> [SELECTED EXTRACT]
Pingback Clinic
123 subscribers
18 photos
6 links
Your uptime and monitoring questions answered. 'Why do I get false downtime alerts?' 'What's a good check interval?' -- ask, and we explain it clearly.
Download Telegram
Q: What does "99.9% uptime" actually allow in downtime?

A: Here's the math you can keep in your head. Per year:
— 99% = about 3.65 days of allowed downtime
— 99.9% ("three nines") = about 8.77 hours
— 99.99% ("four nines") = about 52.6 minutes
— 99.999% ("five nines") = about 5.26 minutes

Every extra nine roughly cuts your allowed downtime by 10x, and your costs go up much faster than that.

The catch most people miss: nines are meaningless without a measurement window. 99.9% per year hides a 9-hour outage. 99.9% per month allows only ~43 minutes. Always pin down whether the SLA is measured monthly or annually before you sign or promise it.

Got a question? Drop it in the comments.
Q: My monitor says 200 OK but the page is actually broken. What gives?

A: A 200 status only means the server answered, not that it answered correctly. Apps love to return 200 on an error page, a maintenance screen, or a blank shell where the database call quietly failed.

Upgrade from a status-code check to a content check. Tell your monitor to look for a specific string that only appears when the page truly works, like a product price, a logged-in element, or a footer copyright line. If that keyword is missing, treat it as down even with a 200.

Better still, also flag if a known error phrase appears, like "Exception" or "Service Unavailable."

Natural follow-up: pick a keyword that's stable across deploys, so a harmless copy change doesn't trigger a false outage.

Got a question? Drop it in the comments.
Q: How do I stop monitors from paging during planned maintenance?

> [STORED DATA]
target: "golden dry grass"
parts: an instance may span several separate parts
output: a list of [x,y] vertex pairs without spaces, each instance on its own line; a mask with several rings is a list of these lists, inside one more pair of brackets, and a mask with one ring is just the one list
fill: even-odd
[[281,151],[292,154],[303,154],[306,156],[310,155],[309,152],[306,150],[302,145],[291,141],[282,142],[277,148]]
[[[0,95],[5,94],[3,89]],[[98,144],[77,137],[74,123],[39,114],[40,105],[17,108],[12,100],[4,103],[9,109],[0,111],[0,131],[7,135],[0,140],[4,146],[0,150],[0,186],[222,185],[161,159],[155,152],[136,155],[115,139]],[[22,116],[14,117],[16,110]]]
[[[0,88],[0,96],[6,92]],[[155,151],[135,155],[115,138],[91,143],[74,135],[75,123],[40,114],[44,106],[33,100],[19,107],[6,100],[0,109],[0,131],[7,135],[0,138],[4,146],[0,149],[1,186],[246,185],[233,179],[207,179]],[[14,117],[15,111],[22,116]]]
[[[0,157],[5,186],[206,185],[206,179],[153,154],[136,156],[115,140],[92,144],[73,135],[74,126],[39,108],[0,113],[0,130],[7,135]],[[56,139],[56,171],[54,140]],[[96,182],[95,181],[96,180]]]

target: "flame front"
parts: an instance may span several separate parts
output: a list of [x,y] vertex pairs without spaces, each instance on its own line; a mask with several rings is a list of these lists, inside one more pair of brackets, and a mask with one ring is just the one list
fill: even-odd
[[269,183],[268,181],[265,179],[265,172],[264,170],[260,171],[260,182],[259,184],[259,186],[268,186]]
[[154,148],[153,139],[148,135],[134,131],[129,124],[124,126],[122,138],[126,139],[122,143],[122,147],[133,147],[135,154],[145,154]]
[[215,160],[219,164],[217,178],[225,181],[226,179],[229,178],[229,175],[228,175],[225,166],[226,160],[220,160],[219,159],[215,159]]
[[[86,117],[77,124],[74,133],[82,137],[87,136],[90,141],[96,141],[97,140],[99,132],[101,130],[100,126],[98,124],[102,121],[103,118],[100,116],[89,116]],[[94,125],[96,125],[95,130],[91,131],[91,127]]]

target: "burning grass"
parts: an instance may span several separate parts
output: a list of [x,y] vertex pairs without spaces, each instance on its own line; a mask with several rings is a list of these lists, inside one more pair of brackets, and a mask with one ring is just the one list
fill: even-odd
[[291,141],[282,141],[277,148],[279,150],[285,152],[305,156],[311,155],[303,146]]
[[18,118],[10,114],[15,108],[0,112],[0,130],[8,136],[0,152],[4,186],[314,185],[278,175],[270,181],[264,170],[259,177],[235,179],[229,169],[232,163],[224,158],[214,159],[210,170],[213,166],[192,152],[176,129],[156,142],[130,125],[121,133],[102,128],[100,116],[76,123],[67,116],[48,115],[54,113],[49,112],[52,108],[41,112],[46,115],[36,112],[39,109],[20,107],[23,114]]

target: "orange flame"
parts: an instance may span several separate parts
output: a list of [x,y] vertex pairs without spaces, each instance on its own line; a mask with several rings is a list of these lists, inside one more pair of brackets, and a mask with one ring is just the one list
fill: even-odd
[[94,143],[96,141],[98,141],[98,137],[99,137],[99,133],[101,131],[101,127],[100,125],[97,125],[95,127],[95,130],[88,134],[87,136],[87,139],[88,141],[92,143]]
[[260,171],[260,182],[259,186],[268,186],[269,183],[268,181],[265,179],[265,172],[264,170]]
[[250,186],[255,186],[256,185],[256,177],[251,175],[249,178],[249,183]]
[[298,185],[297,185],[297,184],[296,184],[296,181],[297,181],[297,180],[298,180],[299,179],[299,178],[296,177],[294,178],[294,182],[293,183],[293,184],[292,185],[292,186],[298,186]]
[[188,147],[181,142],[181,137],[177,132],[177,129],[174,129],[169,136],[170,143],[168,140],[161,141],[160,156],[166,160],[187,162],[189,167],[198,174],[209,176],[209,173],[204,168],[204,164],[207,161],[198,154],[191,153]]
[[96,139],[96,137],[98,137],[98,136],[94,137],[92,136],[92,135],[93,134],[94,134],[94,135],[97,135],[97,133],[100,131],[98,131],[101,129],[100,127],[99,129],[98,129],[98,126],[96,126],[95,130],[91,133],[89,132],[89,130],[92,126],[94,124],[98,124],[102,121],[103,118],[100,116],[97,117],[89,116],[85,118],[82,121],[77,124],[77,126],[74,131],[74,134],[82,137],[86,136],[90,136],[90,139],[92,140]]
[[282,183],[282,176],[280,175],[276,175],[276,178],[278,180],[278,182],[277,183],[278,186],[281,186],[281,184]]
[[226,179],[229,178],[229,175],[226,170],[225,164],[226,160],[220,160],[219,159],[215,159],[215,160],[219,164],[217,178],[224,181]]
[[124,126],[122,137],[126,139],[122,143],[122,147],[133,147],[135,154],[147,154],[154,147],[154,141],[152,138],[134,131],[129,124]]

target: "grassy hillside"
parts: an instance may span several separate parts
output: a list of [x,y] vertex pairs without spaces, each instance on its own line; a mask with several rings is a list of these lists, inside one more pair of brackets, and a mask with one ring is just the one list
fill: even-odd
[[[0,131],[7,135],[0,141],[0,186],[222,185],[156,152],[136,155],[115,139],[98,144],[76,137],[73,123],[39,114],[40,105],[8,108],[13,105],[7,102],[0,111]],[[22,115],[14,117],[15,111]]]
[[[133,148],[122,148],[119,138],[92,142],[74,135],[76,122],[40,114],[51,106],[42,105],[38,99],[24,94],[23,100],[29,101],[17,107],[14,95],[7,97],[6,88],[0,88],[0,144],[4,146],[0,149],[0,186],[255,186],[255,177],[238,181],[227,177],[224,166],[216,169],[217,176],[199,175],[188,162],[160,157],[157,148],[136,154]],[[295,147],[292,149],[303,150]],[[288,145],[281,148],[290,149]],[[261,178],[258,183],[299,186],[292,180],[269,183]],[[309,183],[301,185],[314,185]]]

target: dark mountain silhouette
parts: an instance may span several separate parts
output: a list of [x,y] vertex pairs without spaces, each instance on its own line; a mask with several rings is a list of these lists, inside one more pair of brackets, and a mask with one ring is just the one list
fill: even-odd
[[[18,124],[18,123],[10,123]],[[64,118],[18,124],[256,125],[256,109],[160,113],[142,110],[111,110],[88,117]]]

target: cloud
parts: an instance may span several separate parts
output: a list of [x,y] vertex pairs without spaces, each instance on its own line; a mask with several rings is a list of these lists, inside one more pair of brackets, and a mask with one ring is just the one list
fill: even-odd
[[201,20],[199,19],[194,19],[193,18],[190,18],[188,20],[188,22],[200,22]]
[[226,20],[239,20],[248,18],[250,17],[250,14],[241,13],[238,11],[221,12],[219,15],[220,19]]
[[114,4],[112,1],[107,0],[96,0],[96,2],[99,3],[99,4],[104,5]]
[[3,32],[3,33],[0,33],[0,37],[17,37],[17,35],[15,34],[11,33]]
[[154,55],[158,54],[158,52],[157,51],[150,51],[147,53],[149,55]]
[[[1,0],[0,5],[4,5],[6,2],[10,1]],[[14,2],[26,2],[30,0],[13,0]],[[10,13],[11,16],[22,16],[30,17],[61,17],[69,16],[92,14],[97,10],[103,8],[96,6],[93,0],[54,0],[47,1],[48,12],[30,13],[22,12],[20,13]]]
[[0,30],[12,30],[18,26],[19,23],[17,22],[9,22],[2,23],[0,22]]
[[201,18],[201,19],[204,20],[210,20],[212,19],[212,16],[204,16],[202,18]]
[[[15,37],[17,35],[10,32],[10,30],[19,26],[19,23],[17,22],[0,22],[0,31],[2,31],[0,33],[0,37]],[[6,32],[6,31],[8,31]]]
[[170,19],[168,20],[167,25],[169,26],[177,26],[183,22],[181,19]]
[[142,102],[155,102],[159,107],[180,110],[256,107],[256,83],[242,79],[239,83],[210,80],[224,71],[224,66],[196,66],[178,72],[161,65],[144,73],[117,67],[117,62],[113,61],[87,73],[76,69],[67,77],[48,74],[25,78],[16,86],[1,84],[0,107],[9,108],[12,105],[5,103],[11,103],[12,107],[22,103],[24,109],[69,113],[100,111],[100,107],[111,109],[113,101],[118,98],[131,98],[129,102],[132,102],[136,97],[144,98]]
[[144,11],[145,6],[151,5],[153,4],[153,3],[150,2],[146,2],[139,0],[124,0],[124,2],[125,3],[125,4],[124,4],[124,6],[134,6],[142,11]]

> [SET OF TASKS]
- A) According to the Pingback Clinic text, about how much downtime per year does 99.99% uptime allow?
- B) Summarize the Pingback Clinic text in two sentences.
The items have no connection to the Pingback Clinic text.

> [ANSWER SET]
- A) About 52.6 minutes.

- B) Pingback Clinic answers uptime and monitoring questions and lists the yearly downtime allowed at each level of nines, warning that the figure means little without a measurement window. It also explains that a 200 status only shows the server answered, and it recommends checking for a specific keyword that appears only when the page truly works.